STATED GOAL
Rewrite the stretch of the Aki Kuroda profile from "Aki Kuroda is" through "work with vigor.", putting "energy" in place of "vigor".

TEXT BLOCK
[Start]

A Chance Encounter, in Paris, at a Cafe. Contemporary Artist Aki Kuroda’s Way of Breaking Free from a Rigid World

Atsuo Suzuki

Aki Kuroda is a master contemporary artist who has been based in Paris, France for the last half century. His works have appeared worldwide and at the forefront of the art world. 

His work first gained recognition in 1980 at the age of 36 when he exhibited his art at the Biennale de Paris. After winning a contract with Galerie Maeght, a respected gallery that leads the European art scene, his name became known around the world. 

He held his first solo exhibition in Japan in 1993 at the National Museum of Modern Art in Tokyo and was the youngest artist of the time to do so. In 2020, he was recognized by Kyoto City as a person of Cultural Merits for his achievements and works in the field of contemporary art in Japan and abroad.

At 78 years of age, Kuroda continues to exhibit his work with vigor.

©︎AKI KURODA courtesy of MORI YU GALLERY

Kuroda works in a wide range of art genres including drawing, sculpture, photography and installation. He has successfully collaborated with leaders in various fields, including architect Tadao Ando, composer Richard Rodgers, and other writers, choreographers, and astrophysicists.

His work in cross-disciplinary creative styles has earned him the French name “Passage,” meaning “man in between” and “man of the passage.”

Aki Kuroda’s “COSMOGARDEN,” a long term project that combines painting, sculpture, video, music, lighting, and dance.

When looking into the history of Kuroda’s life, the time he spent in cafes played an important role in changing the course of his career.

Encounters and incidents can seem like simple coincidences, but Kuroda declares the importance of such stage settings in life. “Things happen in cafes. This has been true for all of history.”

[End]

DATASET EXCERPT

[Start]

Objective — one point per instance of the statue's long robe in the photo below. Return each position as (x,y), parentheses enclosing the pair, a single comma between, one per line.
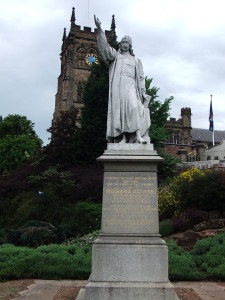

[End]

EXERCISE SOLUTION
Aki Kuroda is a master contemporary artist who has been based in Paris, France for the last half century. His works have appeared worldwide and at the forefront of the art world. 

His work first gained recognition in 1980 at the age of 36 when he exhibited his art at the Biennale de Paris. After winning a contract with Galerie Maeght, a respected gallery that leads the European art scene, his name became known around the world. 

He held his first solo exhibition in Japan in 1993 at the National Museum of Modern Art in Tokyo and was the youngest artist of the time to do so. In 2020, he was recognized by Kyoto City as a person of Cultural Merits for his achievements and works in the field of contemporary art in Japan and abroad.

At 78 years of age, Kuroda continues to exhibit his work with energy.